# Passage provided
Take one part The Matrix and one part Inception, throw in a dash of Harry Potter in an alternate universe where Harry Potter is for adults and you’ve got Marvel’s latest addition to its movie list, Dr. Strange.

Presto change-o, abracadabra 3.5 readers. Hold onto your magic wand because it is time for another Bookshelf Q. Battler movie review.

OBLIGATORY SPOILER WARNING.

Benedict Cumberbatch stars as Dr. Stephen Strange, an egotistical surgeon whose career is cut short when his hands are badly injured.

Refusing to give up all that he’s worked for, he sets out for Nepal in search of alternative physical healing.

Instead, he learns the secrets of magic, mysticism and sorcery from the Ancient One aka Tilda Swinton.

Blah blah blah. There’s another sorcerer that Dr. Strange has to fight (Mads Mikkelsen), he has an ally (Chiwetel Ejiofor) and a love interest (the ever boner inducing Rachel McAdams).

I give kudos to Cumberbatch because he branches out in this role. We all know he’s a classical style actor and has always done a great job playing deep, intense characters.

# Set of tasks
a) Please decide whether each statement below agrees with the Dr. Strange review, answering yes or no and quoting the deciding words: (i) Stephen Strange's career ends because his hands are badly injured. (ii) Strange travels to Tibet looking for healing. (iii) Rachel McAdams plays the Ancient One.
b) Carry the Dr. Strange review forward from its final sentence.

# Data provided
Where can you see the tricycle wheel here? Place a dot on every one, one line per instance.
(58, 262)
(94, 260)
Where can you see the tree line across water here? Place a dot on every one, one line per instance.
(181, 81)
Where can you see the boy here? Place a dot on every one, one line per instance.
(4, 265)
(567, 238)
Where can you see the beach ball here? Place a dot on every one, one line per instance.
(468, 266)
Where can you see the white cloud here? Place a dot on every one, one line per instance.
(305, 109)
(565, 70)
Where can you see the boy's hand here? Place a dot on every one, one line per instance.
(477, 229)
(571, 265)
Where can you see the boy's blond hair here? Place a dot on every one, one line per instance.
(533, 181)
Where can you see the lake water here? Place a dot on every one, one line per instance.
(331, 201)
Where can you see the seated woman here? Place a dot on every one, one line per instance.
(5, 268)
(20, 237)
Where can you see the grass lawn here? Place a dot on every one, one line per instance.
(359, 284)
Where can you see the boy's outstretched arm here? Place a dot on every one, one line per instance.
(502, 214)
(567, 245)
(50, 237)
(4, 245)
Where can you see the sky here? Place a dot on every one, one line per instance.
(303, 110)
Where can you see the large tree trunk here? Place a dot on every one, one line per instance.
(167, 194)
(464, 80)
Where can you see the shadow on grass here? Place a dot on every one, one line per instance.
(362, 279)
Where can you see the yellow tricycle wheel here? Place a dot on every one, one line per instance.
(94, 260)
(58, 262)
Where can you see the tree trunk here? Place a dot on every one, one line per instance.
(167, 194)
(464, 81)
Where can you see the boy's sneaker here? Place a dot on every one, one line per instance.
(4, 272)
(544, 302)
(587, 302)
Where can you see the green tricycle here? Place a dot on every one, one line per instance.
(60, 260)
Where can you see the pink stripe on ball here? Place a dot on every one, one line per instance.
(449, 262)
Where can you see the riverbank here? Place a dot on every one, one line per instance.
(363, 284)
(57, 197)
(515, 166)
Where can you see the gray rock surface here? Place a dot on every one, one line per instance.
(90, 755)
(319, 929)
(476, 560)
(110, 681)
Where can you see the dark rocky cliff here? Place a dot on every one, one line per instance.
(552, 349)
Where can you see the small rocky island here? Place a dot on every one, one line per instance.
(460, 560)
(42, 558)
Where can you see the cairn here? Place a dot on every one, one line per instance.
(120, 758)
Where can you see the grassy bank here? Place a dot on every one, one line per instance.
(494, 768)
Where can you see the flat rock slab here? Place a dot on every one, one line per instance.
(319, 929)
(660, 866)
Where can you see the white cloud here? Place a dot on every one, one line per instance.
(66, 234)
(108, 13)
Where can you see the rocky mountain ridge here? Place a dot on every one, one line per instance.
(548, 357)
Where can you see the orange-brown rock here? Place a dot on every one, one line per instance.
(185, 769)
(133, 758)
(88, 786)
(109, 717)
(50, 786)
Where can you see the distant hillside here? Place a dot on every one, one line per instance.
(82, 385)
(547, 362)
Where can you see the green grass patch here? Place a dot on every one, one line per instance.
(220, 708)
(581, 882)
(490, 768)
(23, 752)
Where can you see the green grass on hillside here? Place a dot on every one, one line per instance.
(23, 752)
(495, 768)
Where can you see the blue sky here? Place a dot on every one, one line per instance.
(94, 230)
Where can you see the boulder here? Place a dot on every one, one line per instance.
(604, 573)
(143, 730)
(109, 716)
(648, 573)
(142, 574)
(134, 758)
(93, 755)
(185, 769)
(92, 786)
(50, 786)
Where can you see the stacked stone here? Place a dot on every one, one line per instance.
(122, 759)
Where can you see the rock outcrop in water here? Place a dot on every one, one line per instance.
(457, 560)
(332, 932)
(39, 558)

# Task responses
a)
(i) Yes: "whose career is cut short when his hands are badly injured"
(ii) No: "he sets out for Nepal in search of alternative physical healing"
(iii) No: "from the Ancient One aka Tilda Swinton"

b)
Dr. Strange is equally intense, but he’s also a cocky, wisecracking American, a role I’m not sure Cumberbatch has played yet though some movie buff out there may prove me wrong. At any rate , he does well here as the good doctor.

I enjoyed it. At times it is confusing but the special effects are great and you can start drooling as you space out and look at the pretty colors.

The doc is one of Marvel’s lesser knowns but it appears that the Marvel/Disney alliance (though not sure alliance is the right word) can take even the most obscure Marvel characters and turn them into cinematic gold. (They were able to do it for Ant-Man so a magician must have been a cinch.)

STATUS: Shelf-worthy. Worth it to see it on the big screen as time bends, worlds shift, rules of physics are manipulated and so on. Plus I dig Rachel McAdams and I declare her the hottest of all Marvel superhero girlfriends thus far.